> _Page text_
Van Peebles made his anti-hero a fantasy figure for, to quote the film’s dedication (which I borrowed as the dedication to my memoir, The Big Rewind), “all the brothers and sisters who have had enough of the man.” Townsend just wants to make a movie for black actors who want to work in the business without sacrificing their self-respect. But his film is equally pitched to black audiences who were understandably tired of seeing African-Americans cast as pimps, prostitutes, soul brothers and drug dealers.
On a cinematic level, Hollywood Shuffle isn’t much of a movie. It’s an awfully slight comedy about an aspiring actor named Bobby Taylor (Robert Townsend) who dreams about making it big in movies while working at a hot dog stand ruled with benevolent craziness by Mr. Jones (inveterate scene-stealer John Witherspoon, at his demented best), a culinary mad scientist whose creations include the “Ho cake”, the first cake made specifically for sex workers. Because, in a line that would become instantly iconic (and inspire the title of an MF DOOM song), “Hos gotta eat!”
Before we see Bobby Taylor we hear him, as he rattles off the hilariously pulpy, over-the-top lines of a street hustler character he’s auditioning for who makes Stepin Fetchit look like a paragon of black dignity by comparison. In a hustler’s desperate nasal whine, Bobby spits up ungodly chunks of a clueless white man’s conception of how black people talk.
In another of the many lines that have become iconic, Bobby’s ridiculous caricature of a gangsta whines, “I’m bleeding!” before adding, “But I’m bleeding cool!” The meekness of Townsend as an actor adds to the comedy. Townsend’s persona is “nice young man”, so to see him posture and pose and degrade himself to try to fit into Hollywood’s conception of rugged black masculinity adds an additional element of satire to the comedy.
Structurally and tonally, Hollywood Shuffle recalls both The Secret Life Of Walter Mitty and UHF. Both are about pleasant, unassuming men who escape the mundanity of their everyday lives via wild fantasy sequences that, in the case of Hollywood Shuffle and UHF, double as succinct parodies of popular genres, characters and archetypes.
As a leading man, Townsend is a little on the bland side but he comes to life playing outsized characters like the tony, British-accented pitchman for Black Acting School, a one-of-a-kind acting academy for African-Americans where they will pick up the skills and experience to play everything from pimps to pushers to drug dealers to pimps who moonlight selling smack.
It’s a hilarious spoof of blaxploitation cliches but it also highlights how blackness, for show business, is in many ways about performance, something that has not changed in the three decades since Hollywood Shuffle came out. In Hollywood Shuffle, the gulf between the genuine personalities of the black up and comers desperate for a big break, who are generally eloquent, confident and assured, and the slaves, hustlers, gangsters, rapists and lazy servants they play because work is work, is both hilarious and oddly poignant.

> _Given data_
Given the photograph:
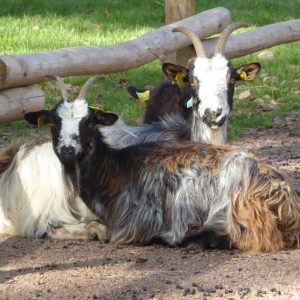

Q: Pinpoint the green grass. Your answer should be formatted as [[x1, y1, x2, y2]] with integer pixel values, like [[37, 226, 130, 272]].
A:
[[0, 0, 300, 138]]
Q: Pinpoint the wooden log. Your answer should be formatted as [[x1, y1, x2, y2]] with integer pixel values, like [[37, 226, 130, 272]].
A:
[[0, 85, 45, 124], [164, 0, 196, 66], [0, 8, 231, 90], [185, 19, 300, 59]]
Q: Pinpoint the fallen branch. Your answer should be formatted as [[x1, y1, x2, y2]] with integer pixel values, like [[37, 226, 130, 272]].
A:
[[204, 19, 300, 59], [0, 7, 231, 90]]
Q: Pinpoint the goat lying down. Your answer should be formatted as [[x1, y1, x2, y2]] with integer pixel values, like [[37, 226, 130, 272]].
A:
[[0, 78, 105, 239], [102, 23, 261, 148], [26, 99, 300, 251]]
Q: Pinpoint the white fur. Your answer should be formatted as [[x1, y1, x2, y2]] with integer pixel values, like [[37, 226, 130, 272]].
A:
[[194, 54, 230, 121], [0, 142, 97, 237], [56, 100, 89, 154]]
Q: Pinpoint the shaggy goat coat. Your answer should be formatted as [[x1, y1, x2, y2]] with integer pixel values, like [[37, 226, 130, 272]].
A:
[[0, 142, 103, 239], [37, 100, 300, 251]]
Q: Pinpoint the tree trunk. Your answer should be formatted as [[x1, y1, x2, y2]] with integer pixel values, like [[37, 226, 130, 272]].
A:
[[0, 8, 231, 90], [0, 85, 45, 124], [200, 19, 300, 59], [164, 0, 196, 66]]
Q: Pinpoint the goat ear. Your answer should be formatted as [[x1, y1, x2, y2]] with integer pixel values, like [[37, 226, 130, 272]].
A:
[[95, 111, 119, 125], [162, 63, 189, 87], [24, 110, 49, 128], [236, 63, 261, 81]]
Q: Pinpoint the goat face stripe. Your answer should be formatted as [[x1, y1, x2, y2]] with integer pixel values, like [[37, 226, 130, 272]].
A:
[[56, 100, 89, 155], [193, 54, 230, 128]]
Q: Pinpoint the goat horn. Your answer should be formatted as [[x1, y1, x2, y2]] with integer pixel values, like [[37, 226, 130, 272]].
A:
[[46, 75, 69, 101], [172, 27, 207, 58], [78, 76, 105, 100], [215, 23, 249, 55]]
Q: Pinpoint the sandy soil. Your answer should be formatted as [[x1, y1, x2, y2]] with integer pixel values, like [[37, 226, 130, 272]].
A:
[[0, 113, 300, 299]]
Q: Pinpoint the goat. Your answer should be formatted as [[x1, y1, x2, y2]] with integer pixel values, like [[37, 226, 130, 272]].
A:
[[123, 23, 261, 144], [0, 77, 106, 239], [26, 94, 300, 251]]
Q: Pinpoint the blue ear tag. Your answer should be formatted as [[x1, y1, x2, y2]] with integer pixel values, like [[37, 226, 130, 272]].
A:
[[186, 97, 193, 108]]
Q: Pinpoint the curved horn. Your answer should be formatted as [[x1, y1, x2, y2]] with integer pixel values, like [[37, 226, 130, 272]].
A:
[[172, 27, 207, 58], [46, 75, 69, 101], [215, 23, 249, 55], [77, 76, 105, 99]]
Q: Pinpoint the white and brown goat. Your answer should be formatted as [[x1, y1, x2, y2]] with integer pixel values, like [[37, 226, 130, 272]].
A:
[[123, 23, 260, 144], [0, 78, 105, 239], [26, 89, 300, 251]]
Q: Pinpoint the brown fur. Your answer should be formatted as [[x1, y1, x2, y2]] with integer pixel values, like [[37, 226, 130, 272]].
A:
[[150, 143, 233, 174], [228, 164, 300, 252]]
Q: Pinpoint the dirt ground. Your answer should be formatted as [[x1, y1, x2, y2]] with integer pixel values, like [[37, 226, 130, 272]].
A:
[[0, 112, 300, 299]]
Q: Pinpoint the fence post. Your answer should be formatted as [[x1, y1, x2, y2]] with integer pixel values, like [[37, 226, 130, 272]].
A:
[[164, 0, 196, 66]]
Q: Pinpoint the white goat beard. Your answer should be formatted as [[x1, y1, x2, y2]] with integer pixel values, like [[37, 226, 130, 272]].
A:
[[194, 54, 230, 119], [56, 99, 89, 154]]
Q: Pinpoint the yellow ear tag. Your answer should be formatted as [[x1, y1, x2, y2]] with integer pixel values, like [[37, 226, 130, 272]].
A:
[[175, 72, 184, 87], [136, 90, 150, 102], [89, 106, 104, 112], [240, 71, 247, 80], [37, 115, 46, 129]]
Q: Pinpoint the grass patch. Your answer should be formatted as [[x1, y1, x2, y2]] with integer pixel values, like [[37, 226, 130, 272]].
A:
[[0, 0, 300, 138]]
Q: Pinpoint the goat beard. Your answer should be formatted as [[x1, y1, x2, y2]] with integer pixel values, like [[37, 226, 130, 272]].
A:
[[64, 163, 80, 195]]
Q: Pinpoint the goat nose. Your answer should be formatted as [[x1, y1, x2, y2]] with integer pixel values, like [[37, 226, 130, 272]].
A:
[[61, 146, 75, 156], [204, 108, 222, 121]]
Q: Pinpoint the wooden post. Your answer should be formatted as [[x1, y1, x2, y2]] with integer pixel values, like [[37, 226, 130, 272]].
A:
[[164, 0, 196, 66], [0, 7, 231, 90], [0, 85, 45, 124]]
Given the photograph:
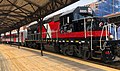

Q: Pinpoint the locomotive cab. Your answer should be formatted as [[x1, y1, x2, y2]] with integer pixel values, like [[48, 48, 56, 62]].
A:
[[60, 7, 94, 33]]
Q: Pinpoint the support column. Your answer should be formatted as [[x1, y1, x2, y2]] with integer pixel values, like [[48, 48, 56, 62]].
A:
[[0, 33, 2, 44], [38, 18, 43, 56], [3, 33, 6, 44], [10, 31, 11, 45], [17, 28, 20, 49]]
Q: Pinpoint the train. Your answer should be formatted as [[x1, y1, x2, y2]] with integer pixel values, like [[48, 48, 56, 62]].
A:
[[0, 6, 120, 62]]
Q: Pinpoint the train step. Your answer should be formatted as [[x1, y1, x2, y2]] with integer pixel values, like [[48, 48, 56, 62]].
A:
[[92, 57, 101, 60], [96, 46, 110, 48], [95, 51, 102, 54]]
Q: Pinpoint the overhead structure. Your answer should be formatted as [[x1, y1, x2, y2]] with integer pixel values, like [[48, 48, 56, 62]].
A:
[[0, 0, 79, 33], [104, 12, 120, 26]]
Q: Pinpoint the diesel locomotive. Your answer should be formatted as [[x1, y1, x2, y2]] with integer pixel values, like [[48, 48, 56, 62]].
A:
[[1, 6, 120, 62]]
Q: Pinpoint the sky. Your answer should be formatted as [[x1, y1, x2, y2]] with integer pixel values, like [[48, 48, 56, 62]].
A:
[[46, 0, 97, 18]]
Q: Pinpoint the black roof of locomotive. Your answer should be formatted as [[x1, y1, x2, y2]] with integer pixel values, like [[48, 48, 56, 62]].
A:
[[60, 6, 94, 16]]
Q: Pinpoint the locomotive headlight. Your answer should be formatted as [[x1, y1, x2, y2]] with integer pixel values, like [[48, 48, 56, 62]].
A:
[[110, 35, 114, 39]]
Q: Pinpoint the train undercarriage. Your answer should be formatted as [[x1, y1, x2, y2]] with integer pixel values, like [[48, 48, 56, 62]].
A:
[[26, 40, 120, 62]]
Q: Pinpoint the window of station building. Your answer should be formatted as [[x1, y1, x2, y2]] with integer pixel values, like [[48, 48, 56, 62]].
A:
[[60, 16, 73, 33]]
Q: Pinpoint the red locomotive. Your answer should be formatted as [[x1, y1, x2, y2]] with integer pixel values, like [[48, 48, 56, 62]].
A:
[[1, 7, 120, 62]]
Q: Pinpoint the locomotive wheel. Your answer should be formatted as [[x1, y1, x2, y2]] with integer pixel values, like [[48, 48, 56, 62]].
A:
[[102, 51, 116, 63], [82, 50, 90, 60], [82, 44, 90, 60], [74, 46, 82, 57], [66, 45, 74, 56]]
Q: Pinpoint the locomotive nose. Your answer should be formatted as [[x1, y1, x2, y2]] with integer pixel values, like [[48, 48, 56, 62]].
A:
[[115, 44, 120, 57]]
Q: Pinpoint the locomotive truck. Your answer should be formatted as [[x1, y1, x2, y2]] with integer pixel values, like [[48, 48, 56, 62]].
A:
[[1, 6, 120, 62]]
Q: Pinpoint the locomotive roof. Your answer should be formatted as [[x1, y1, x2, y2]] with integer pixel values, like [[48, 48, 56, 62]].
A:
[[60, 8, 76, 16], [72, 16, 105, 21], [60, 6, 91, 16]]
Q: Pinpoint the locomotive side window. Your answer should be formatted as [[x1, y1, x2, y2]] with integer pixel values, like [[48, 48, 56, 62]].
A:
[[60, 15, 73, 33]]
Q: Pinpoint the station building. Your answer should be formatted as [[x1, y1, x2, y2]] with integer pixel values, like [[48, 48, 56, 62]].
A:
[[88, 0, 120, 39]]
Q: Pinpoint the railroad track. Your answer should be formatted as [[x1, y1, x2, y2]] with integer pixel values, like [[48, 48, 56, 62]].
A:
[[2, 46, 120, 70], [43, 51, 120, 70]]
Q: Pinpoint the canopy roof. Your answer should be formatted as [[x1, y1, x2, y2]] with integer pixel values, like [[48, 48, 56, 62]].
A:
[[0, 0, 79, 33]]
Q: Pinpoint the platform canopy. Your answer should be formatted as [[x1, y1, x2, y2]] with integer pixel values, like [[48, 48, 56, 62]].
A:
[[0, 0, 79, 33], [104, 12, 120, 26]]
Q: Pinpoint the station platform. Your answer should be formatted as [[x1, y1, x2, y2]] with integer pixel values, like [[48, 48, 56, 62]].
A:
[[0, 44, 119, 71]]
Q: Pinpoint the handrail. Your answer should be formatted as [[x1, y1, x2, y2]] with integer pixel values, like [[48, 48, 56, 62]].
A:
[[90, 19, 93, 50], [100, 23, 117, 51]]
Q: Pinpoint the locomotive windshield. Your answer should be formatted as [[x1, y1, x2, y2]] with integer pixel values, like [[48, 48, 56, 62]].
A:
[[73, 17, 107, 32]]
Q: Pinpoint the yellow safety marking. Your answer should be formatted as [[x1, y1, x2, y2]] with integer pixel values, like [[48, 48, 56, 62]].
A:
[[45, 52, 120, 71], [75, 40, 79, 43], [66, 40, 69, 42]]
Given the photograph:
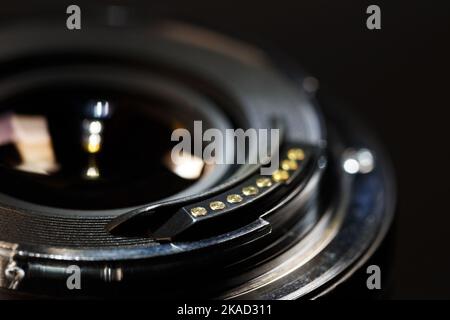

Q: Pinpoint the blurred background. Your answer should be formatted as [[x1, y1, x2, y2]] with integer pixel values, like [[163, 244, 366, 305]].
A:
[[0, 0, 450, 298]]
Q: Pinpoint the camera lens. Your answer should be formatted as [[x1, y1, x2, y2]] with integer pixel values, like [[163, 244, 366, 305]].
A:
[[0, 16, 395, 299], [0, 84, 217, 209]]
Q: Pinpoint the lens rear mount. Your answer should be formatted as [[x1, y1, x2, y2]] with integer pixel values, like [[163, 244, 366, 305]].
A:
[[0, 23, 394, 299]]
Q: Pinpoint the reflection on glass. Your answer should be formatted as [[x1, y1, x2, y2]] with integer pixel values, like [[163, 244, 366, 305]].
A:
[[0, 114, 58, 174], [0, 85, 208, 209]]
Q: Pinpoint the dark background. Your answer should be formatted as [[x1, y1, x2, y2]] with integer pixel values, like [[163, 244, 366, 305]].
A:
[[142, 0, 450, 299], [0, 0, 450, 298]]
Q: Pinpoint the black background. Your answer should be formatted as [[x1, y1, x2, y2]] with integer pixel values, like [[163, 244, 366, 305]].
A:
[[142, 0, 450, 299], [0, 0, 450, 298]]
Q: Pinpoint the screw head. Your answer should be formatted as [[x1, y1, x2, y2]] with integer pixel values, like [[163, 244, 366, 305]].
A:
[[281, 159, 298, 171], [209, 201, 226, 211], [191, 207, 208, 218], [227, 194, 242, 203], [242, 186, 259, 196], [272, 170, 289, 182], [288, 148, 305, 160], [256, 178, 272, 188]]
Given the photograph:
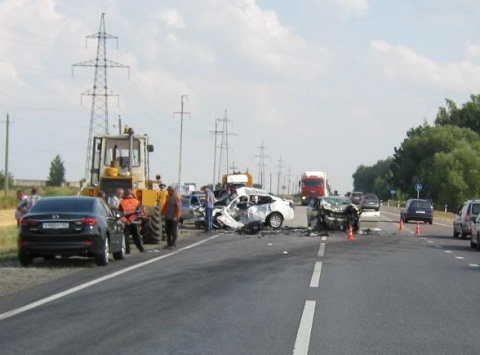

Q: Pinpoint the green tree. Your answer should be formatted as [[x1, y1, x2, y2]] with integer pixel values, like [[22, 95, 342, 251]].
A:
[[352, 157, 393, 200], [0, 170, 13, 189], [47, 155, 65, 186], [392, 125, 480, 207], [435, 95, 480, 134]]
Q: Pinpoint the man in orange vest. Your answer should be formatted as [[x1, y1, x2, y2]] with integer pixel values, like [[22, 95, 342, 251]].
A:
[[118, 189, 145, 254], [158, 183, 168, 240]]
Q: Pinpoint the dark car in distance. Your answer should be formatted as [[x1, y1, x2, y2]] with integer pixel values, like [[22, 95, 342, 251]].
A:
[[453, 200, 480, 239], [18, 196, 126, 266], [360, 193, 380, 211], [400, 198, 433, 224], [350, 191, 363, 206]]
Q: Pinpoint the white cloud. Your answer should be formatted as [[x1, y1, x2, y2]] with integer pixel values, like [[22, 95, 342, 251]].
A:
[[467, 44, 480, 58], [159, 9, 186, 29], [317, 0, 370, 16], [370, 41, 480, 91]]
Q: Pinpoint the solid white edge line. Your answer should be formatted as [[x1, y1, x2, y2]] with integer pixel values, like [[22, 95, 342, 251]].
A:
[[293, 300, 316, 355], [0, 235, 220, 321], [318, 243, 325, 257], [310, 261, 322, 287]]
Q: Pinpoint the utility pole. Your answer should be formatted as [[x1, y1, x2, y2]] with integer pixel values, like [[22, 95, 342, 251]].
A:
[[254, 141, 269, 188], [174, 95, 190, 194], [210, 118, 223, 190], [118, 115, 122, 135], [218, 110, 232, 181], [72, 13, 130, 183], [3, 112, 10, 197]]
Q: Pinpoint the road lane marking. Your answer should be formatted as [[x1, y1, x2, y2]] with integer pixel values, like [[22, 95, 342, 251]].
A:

> _Task directions_
Print the stretch of the Hollywood Shuffle review above from "In another of" through "satire to the comedy.", word for word.

> _Complete answer_
In another of the many lines that have become iconic, Bobby’s ridiculous caricature of a gangsta whines, “I’m bleeding!” before adding, “But I’m bleeding cool!” The meekness of Townsend as an actor adds to the comedy. Townsend’s persona is “nice young man”, so to see him posture and pose and degrade himself to try to fit into Hollywood’s conception of rugged black masculinity adds an additional element of satire to the comedy.